Rewrite the lines of all the records as a Markdown table with the columns Row and Line, numbering each row and omitting blank lines. Leave the pictures out of the table.

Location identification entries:

+-------+

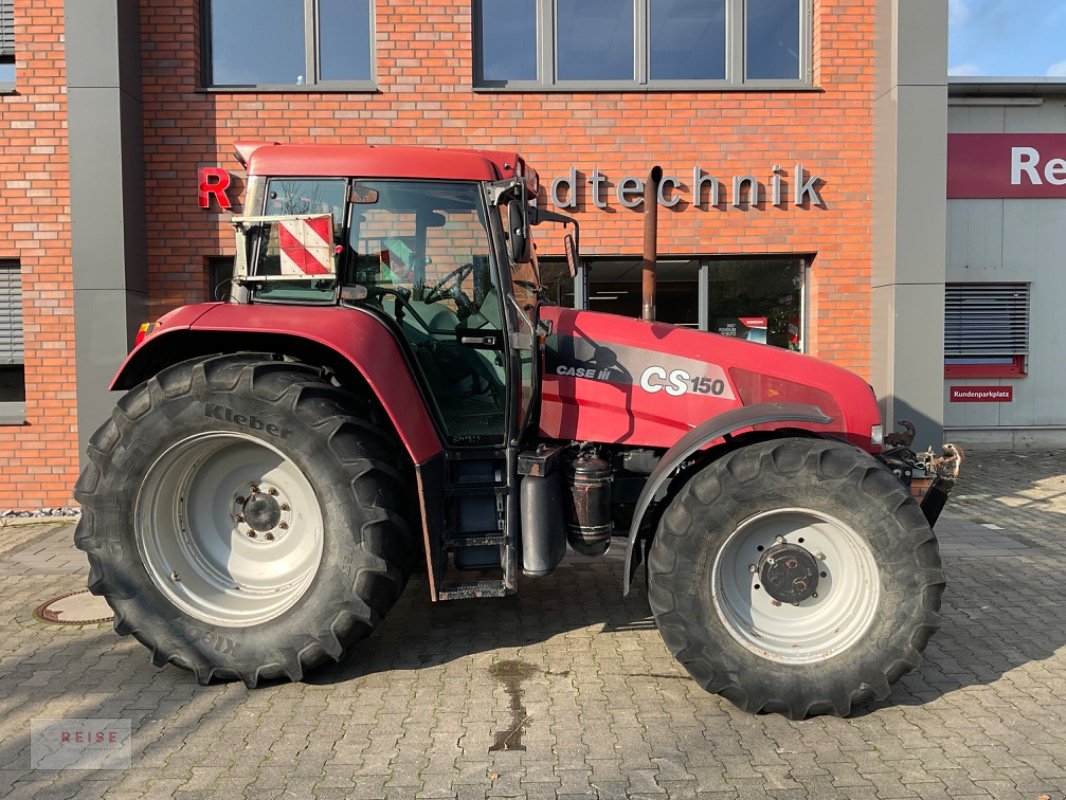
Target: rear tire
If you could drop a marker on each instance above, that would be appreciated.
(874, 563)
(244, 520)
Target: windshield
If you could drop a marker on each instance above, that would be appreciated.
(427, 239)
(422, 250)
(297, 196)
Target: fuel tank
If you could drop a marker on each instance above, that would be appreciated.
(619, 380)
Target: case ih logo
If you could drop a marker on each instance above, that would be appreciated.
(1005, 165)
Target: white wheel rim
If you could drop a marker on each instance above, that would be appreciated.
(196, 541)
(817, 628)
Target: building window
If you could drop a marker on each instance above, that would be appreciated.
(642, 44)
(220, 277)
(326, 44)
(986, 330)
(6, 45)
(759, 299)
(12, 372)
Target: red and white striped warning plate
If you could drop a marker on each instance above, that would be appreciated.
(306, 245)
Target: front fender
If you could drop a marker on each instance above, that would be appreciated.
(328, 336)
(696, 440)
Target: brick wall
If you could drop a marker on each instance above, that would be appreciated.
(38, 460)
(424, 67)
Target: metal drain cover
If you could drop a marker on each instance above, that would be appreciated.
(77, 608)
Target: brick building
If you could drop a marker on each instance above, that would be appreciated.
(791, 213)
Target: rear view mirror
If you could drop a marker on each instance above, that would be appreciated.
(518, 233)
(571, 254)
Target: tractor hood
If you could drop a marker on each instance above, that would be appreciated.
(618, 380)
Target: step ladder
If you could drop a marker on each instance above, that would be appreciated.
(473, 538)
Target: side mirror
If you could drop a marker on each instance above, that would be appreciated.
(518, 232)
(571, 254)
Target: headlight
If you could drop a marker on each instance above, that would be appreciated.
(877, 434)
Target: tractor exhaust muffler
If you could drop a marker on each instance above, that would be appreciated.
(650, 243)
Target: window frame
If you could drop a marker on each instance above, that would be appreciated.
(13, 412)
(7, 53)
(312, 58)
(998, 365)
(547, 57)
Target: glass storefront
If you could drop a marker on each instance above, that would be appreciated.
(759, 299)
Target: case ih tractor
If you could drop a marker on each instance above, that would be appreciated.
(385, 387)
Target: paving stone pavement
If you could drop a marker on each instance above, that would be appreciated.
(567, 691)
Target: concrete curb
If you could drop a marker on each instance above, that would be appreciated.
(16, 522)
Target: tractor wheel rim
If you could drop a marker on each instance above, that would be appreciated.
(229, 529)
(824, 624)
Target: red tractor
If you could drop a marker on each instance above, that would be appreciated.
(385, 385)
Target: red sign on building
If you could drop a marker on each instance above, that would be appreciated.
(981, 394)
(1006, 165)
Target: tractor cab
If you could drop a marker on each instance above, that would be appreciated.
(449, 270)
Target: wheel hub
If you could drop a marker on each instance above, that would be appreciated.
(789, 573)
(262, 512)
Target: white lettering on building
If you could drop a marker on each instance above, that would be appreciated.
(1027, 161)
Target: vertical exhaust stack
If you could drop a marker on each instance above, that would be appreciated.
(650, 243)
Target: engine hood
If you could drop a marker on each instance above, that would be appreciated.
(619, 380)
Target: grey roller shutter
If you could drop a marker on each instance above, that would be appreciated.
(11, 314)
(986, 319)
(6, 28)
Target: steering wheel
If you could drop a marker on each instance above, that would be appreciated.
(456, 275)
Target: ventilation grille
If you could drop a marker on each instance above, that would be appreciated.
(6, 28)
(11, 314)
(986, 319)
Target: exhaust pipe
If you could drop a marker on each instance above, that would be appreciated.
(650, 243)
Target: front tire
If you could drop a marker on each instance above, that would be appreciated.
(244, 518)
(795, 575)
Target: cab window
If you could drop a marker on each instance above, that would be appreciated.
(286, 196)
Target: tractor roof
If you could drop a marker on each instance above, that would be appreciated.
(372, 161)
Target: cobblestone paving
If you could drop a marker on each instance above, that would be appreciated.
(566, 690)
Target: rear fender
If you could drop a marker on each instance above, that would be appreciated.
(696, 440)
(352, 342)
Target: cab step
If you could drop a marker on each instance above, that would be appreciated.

+-------+

● **SOLUTION**
| Row | Line |
|---|---|
| 1 | Target: rear tire |
| 2 | If you could drop a marker on each instance above, that would be appreciated. |
| 3 | (874, 563) |
| 4 | (244, 520) |
| 5 | Target: windshield |
| 6 | If you could drop a marker on each instance above, that would be appreciated. |
| 7 | (427, 239) |
| 8 | (422, 250) |
| 9 | (297, 196) |
| 10 | Target: fuel tank |
| 11 | If you could drop a marker on each instance above, that would be appreciated. |
| 12 | (619, 380) |
| 13 | Target: case ih logo |
| 14 | If you could drop a marker on each instance above, that would be appreciated. |
| 15 | (1005, 165) |
| 16 | Target: white wheel rim |
| 17 | If you could drop a marker on each instance above, that would be appreciated. |
| 18 | (196, 541) |
| 19 | (817, 628) |
| 20 | Target: building window |
| 21 | If you could drop a marker on each instance above, that would be appreciated. |
| 22 | (642, 44) |
| 23 | (220, 277) |
| 24 | (326, 44) |
| 25 | (986, 330) |
| 26 | (6, 45) |
| 27 | (759, 299) |
| 28 | (12, 372) |
| 29 | Target: red and white striped warning plate |
| 30 | If you could drop a marker on each instance above, that would be appreciated. |
| 31 | (306, 245) |
| 32 | Target: front fender |
| 33 | If you could drop a marker on each instance above, that would be appreciated. |
| 34 | (328, 336) |
| 35 | (696, 440) |
| 36 | Target: brick wall |
| 37 | If you could drop a marker on each instance above, that would be appreciated. |
| 38 | (38, 460) |
| 39 | (424, 67) |
| 40 | Target: metal drain cover |
| 41 | If you could drop a marker on each instance above, that would be appreciated. |
| 42 | (77, 608) |
| 43 | Target: brick building |
| 44 | If you could drop a marker on each instance above, that would be appreciated. |
| 45 | (791, 213) |
| 46 | Target: rear view mirror |
| 47 | If you could drop a marker on each instance above, that would be appreciated. |
| 48 | (518, 233) |
| 49 | (571, 254) |
| 50 | Target: tractor hood |
| 51 | If you could drop a marker on each instance above, that would be appreciated. |
| 52 | (618, 380) |
| 53 | Target: step ladder |
| 54 | If you could drop a marker on each instance above, that would be appreciated. |
| 55 | (473, 538) |
| 56 | Target: side mirror |
| 57 | If you could drop a marker on each instance above, that would be appreciated. |
| 58 | (518, 232) |
| 59 | (571, 254) |
| 60 | Target: headlight |
| 61 | If you could drop a marker on each instance above, that would be appreciated. |
| 62 | (877, 434) |
| 63 | Target: tractor exhaust muffler |
| 64 | If you could drop a marker on each instance above, that would be appreciated. |
| 65 | (650, 243) |
| 66 | Target: window frame |
| 67 | If you could drop a marker on each instance above, that would be appreciated. |
| 68 | (13, 412) |
| 69 | (7, 53) |
| 70 | (312, 58) |
| 71 | (998, 365) |
| 72 | (547, 57) |
| 73 | Target: glass storefront |
| 74 | If you could drop a marker on each instance above, that would be appreciated. |
| 75 | (759, 299) |
| 76 | Target: case ih tractor |
| 77 | If you could drop a marker on each instance above, that would be appreciated. |
| 78 | (385, 387) |
| 79 | Target: paving stone pavement |
| 80 | If you could drop a marker on each instance above, that would be appreciated. |
| 81 | (567, 691) |
| 82 | Target: concrete curb |
| 83 | If you could drop a marker on each instance above, that would be appreciated. |
| 84 | (16, 522) |
| 85 | Target: tractor wheel rim |
| 86 | If you could drop a marker on each instance above, that would be appreciated. |
| 87 | (229, 529) |
| 88 | (824, 624) |
| 89 | Target: red tractor |
| 90 | If you could drop a marker on each instance above, that would be appreciated. |
| 91 | (385, 385) |
| 92 | Target: red sign on building |
| 93 | If you could drop a marker on each instance above, that would be appreciated. |
| 94 | (981, 394) |
| 95 | (1006, 165) |
| 96 | Target: tractor cab |
| 97 | If you could drop a marker on each instance above, that would be appreciated. |
| 98 | (449, 270) |
| 99 | Target: wheel hub |
| 100 | If you could drop a marker on each instance above, that would be appreciated. |
| 101 | (789, 573) |
| 102 | (262, 512) |
| 103 | Target: white lettering on building |
| 104 | If you could drop a marker on each instance above, that would be appreciated. |
| 105 | (1027, 161) |
| 106 | Target: vertical exhaust stack |
| 107 | If you could drop a marker on each instance above, that would be appreciated. |
| 108 | (650, 243) |
| 109 | Target: engine hood |
| 110 | If you could drop a marker on each instance above, that would be appreciated. |
| 111 | (619, 380) |
| 112 | Target: grey roller shutter |
| 113 | If you could drop a marker on each instance above, that would be appreciated. |
| 114 | (11, 314) |
| 115 | (986, 319) |
| 116 | (6, 28) |
| 117 | Target: steering wheel |
| 118 | If you could drop a marker on each instance above, that would be appreciated. |
| 119 | (456, 275) |
| 120 | Target: ventilation grille |
| 121 | If you could drop a marker on each instance above, that would be appreciated. |
| 122 | (6, 28) |
| 123 | (11, 314) |
| 124 | (986, 319) |
| 125 | Target: exhaust pipe |
| 126 | If you could drop a marker on each instance above, that would be appreciated. |
| 127 | (650, 243) |
| 128 | Target: front tire |
| 129 | If you could drop a marker on each instance above, that would be appreciated. |
| 130 | (244, 518) |
| 131 | (795, 575) |
| 132 | Target: cab window |
| 133 | If you could drop a marker on each instance above, that would be appreciated. |
| 134 | (286, 196) |
| 135 | Target: tractor roof |
| 136 | If you could drop a marker on each instance above, that would be appreciated. |
| 137 | (372, 161) |
| 138 | Target: cobblestone paving |
| 139 | If you could drop a marker on each instance above, that would be appreciated. |
| 140 | (566, 690) |
| 141 | Target: rear fender |
| 142 | If you could drop a marker on each instance above, that would be appreciated. |
| 143 | (696, 440) |
| 144 | (352, 342) |
| 145 | Target: cab step |
| 146 | If you could drop a marker on each instance above, that would be appreciated. |